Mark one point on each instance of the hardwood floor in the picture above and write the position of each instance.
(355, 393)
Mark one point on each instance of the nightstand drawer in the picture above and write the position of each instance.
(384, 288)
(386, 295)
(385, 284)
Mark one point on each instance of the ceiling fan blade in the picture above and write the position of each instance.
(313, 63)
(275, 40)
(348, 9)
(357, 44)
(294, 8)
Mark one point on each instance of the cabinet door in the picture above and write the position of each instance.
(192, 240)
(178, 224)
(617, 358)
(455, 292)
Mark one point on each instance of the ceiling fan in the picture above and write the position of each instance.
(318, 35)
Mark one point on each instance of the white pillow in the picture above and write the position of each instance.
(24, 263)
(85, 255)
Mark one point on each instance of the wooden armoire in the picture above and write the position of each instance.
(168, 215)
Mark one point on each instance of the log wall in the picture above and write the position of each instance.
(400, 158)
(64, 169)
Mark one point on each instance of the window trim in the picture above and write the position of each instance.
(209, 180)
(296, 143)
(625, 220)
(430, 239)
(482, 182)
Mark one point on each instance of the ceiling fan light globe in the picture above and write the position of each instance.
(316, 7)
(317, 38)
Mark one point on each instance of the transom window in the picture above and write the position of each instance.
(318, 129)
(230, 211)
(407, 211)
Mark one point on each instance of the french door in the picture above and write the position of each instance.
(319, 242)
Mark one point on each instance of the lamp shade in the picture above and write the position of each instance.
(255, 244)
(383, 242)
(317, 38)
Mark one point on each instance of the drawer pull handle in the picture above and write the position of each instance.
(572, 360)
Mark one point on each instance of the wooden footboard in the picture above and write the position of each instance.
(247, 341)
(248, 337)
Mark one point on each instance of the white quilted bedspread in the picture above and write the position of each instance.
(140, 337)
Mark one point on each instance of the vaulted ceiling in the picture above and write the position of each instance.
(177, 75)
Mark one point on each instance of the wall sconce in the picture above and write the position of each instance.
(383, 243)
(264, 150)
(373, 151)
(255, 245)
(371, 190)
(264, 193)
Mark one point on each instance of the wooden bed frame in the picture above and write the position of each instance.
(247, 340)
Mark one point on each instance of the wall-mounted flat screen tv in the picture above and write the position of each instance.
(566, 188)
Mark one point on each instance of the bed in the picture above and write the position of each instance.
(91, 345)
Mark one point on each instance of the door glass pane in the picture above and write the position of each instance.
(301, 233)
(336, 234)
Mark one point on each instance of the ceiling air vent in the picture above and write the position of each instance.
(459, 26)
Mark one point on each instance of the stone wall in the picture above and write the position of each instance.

========================================

In the entries above, copy the lines from the one that contains "Mark one point on each instance of the vaulted" through the last line, exactly as they appear.

Mark one point on each instance of the vaulted ceiling in the picture above and write the position of each instance.
(177, 75)
Mark one point on each instance of the wall sconce in the picture above and write the position of each instance.
(383, 243)
(264, 150)
(373, 151)
(255, 245)
(371, 190)
(264, 193)
Mark one point on each instance of the wooden bed frame in the picture above and write the position of each instance.
(247, 340)
Mark one point on each instance of the wall-mounted flat screen tv in the picture above and write the position of each instance.
(566, 188)
Mark one point on each instance of the bed in the picture above and write the position of each instance.
(91, 345)
Mark one point on each instance of the door glass pane in the picture above and write the position of each instance.
(301, 233)
(336, 234)
Mark one point on each instance of the ceiling air vent in the picture above and write the position of each instance.
(459, 26)
Mark one point on each instance of the stone wall in the picture above and write the position of each instance.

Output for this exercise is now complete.